**DOCUMENT TEXT:**
TORONTO — Political ads will be filling Ontario airwaves for the next several weeks as parties pour millions of dollars into a pre-election advertising blitz before spending limits kick in next month.
Both the New Democrats and the Progressive Conservatives have dropped pre-election ads in recent days, highlighting what they see as their leaders’ strengths and the other party’s weaknesses. The Liberals say theirs are on the way.
In early November, the parties will be restricted to spending $1 million on advertising in the six months before the campaign period leading up to the June 2 vote.
For the first time in its history, the NDP said it’s able to compete with the traditionally big ad buys from the other two parties.
Campaign director Michael Balagus said the party is taking advantage of the $2 million it has raised so far this year, on top of a large surplus from the end of last year. Elections Ontario audited statements show the year-end surplus at more than $6 million, versus more than $5 million for the Progressive Conservatives and more than $2 million for the Liberals.
“The very, very successful fundraising that we’ve been able to do – that’s allowed us for the first time in our history to spend this kind of money going to the people of Ontario at such an important time, at such a level,” he said.
Balagus said the NDP expects to match the Tories dollar for dollar in this pre-election ad spending
“Our party has never in its history been in this strong a financial position,” he said.
“The bottom line is, we historically have been outspent in elections, and it’s hurt us. We will not be outspent in this election.”
Most of the money is being spent to contrast NDP Leader Andrea Horwath with Premier Doug Ford, Balagus said, highlighting Horwath personally and the party’s vision, as well as the Progressive Conservatives’ record.

**WHAT YOU NEED TO DO:** Copy the part of the article on Ontario's pre-election political ads from "Both the New" to "on the way." word for word. The lines that follow were taken from a different source.

**RECORDED DATA:**
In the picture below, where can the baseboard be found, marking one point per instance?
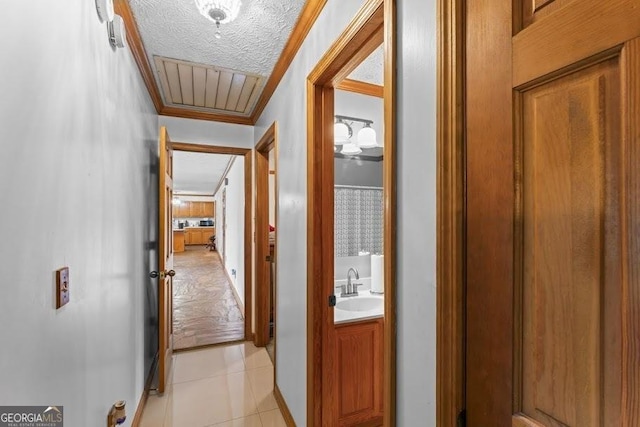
(137, 418)
(233, 288)
(284, 409)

**TASK ANSWER:**
Both the New Democrats and the Progressive Conservatives have dropped pre-election ads in recent days, highlighting what they see as their leaders’ strengths and the other party’s weaknesses. The Liberals say theirs are on the way.